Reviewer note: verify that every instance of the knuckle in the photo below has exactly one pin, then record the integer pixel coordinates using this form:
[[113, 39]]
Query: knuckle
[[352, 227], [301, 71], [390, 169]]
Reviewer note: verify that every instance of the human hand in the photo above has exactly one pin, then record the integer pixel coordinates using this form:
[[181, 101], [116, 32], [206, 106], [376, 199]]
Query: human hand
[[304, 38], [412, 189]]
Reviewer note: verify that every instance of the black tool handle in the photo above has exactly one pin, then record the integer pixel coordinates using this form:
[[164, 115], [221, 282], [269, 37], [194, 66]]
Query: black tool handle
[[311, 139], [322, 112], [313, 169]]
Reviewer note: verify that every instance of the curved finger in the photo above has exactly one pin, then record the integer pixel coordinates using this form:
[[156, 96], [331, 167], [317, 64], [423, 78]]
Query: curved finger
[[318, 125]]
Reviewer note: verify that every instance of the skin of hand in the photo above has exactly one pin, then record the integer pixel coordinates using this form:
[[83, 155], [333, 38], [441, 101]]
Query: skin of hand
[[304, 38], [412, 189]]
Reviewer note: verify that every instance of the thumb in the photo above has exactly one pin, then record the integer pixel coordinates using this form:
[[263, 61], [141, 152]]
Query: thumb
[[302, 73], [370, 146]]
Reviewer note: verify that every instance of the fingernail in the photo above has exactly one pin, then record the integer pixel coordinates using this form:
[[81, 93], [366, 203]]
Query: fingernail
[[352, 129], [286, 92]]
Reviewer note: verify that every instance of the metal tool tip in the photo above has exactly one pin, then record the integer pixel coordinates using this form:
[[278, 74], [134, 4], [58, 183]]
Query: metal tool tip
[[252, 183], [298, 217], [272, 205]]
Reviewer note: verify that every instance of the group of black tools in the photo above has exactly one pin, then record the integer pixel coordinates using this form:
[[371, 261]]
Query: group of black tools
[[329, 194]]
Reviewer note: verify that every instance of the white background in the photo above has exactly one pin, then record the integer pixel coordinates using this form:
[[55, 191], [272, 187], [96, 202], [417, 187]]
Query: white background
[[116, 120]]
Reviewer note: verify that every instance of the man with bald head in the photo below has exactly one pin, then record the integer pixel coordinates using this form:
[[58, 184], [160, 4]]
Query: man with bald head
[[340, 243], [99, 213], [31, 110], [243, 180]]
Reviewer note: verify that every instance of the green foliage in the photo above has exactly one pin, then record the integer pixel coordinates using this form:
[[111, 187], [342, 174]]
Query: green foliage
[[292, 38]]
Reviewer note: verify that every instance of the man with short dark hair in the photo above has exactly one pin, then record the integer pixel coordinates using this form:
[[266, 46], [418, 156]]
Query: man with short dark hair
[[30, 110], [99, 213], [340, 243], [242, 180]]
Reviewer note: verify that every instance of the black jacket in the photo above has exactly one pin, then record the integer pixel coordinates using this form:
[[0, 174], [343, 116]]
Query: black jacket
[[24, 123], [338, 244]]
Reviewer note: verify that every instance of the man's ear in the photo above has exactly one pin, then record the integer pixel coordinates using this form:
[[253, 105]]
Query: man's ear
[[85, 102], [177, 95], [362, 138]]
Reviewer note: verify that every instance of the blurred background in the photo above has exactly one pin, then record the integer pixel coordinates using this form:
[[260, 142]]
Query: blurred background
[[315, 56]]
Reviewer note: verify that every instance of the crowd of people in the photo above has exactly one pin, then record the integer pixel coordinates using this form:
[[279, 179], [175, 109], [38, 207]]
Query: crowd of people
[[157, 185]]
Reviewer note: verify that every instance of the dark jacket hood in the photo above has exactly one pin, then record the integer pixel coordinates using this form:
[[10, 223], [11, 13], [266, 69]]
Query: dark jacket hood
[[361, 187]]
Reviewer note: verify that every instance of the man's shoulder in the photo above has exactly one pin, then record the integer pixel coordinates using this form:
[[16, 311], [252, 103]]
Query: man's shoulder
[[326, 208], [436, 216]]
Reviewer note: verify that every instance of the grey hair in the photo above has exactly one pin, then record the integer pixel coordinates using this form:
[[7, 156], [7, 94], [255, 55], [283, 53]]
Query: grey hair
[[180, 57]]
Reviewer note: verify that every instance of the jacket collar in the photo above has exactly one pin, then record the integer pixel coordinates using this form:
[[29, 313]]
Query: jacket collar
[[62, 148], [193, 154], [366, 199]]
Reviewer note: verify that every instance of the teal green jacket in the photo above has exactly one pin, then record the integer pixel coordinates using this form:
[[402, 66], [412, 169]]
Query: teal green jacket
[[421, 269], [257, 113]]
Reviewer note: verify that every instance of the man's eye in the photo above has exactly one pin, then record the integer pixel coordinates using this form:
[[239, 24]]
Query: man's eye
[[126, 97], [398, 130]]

· · ·

__INSTRUCTIONS FOR THE TASK__.
Rewrite all of the rows above as a numbered list, leaving out any blank lines.

__ANSWER BELOW__.
1. Reviewer note: verify that every instance of the knuckle in the photo below has exactly one pin, then record the integer pixel coordinates using this form:
2. [[113, 39]]
3. Query: knuckle
4. [[352, 227], [301, 71], [390, 169]]
5. Reviewer note: verify that every instance of the human hand in the photo above has exactly one pin, then record the integer pixel coordinates using this form:
6. [[181, 101], [116, 32], [206, 106], [376, 199]]
7. Query: human hand
8. [[304, 38], [412, 189]]
9. Reviewer note: verify that every instance of the black tool handle in the photo above has exactly one pin, then record the integer pixel coordinates using this form:
10. [[164, 115], [221, 282], [269, 37], [194, 66]]
11. Query: black tool handle
12. [[311, 139], [322, 112], [313, 169]]
13. Reviewer note: verify that every instance of the curved finger in the photo above has exactly one pin, then record the integer pixel coordinates using this form:
14. [[156, 96], [331, 167], [317, 64], [423, 78]]
15. Query: curved finger
16. [[318, 125]]
17. Reviewer note: verify that every instance of the skin of hand in the photo above has exactly one pin, then record the integer pixel coordinates using this form:
18. [[83, 155], [333, 38], [441, 101]]
19. Query: skin of hand
20. [[304, 38], [412, 189]]
21. Reviewer note: verify that every instance of the thumb in the photo above has exactly one pin, then record the integer pixel coordinates using this form:
22. [[263, 61], [141, 152]]
23. Query: thumb
24. [[302, 73], [370, 146]]
25. Reviewer note: verify that every instance of the fingernail in the photo above has exactly one pin, then record the integer pixel coordinates using this form:
26. [[81, 93], [366, 203]]
27. Query: fingernail
28. [[352, 129], [286, 92]]
29. Reviewer note: verify that every instance of the metal tool tip in the photo above has exactly one pin, then record the integer pixel coordinates using this form:
30. [[278, 74], [134, 4], [58, 183]]
31. Query: metal tool tip
32. [[252, 183], [298, 217], [272, 205]]
33. Reviewer note: verify that every instance of the group of black tools in the photo above has exactly one pin, then record the integer pixel coordinates using this form:
34. [[371, 261]]
35. Query: group of black tools
36. [[329, 194]]
37. Reviewer note: verify that every instance of the white background in the photo above has exactly one pin, then record the integer pixel coordinates using this form:
38. [[55, 191], [272, 187], [96, 202], [417, 187]]
39. Query: white background
40. [[116, 120]]
41. Reviewer note: verify that every instance of the man with bald head in the photo below has exactly one pin, then record the integer pixel coordinates using this form:
42. [[58, 184], [160, 4]]
43. Query: man with bald head
44. [[340, 243], [99, 213], [31, 110], [243, 180]]
45. Reviewer note: verify that every instance of the green foliage in the photo above has exactly one pin, then record the integer pixel coordinates using this form:
46. [[111, 187], [342, 174]]
47. Query: green foliage
48. [[292, 38]]
49. Reviewer note: verify that every instance of the man with short dark hair in the photo above has exactly one pin, then record the integer pixel coordinates using this form:
50. [[266, 46], [418, 156]]
51. Query: man with short dark hair
52. [[30, 110], [99, 213], [340, 243], [242, 180]]
53. Reviewer note: verify that every instance of the black jacket in the photo above has exactly one pin, then record the integer pixel coordinates using this form:
54. [[0, 174], [343, 116]]
55. Query: black jacket
56. [[24, 123], [338, 244]]
57. Reviewer note: verify that every instance of the man's ear in the photo above has exactly one pin, then record the integer pixel coordinates using this form:
58. [[253, 105]]
59. Query: man's ear
60. [[85, 102], [177, 95], [362, 138]]
61. Reviewer note: verify that every instance of the blurred background in the photo above has exactly one pin, then record the integer pixel coordinates using this form:
62. [[260, 142]]
63. Query: blurred background
64. [[315, 56]]
65. Reviewer note: verify that every instance of the crowd of people in the photo above has exactly one pin, then record the integer pixel coordinates using this form:
66. [[279, 179], [175, 109], [38, 207]]
67. Query: crowd of people
68. [[157, 185]]
69. Reviewer note: verify that every instance of the dark jacket hood in the photo above has exactly one pin, then record the integer pixel coordinates using this form:
70. [[10, 223], [11, 13], [266, 69]]
71. Query: dark jacket hood
72. [[361, 187]]
73. Reviewer note: verify that every instance of the man's shoulder in the photo above has exactly one pin, then record the integer pixel coordinates using this form:
74. [[16, 311], [252, 103]]
75. Query: man's shoulder
76. [[326, 208], [436, 216]]
77. Reviewer note: verify that every instance of the grey hair in the photo above has exactly one pin, then record the integer pixel coordinates using this form:
78. [[7, 156], [7, 94], [255, 55], [283, 53]]
79. Query: grey hair
80. [[180, 57]]
81. Reviewer note: verify that every instance of the jacket collar in the photo above has exactly one pin, then record the integer pixel coordinates using this form:
82. [[29, 313]]
83. Query: jacket collar
84. [[62, 148], [193, 154], [366, 199]]
85. Reviewer note: verify that every instance of the teal green jacket in the photo above has exactly one pin, then record the integer pixel coordinates using this form:
86. [[402, 66], [412, 169]]
87. Query: teal green jacket
88. [[421, 269], [257, 113]]
89. Reviewer note: verify that every instance of the man's eye in the photo above has exactly one pin, then record the integer pixel coordinates using this form:
90. [[239, 24]]
91. Query: man's eye
92. [[126, 97], [398, 130]]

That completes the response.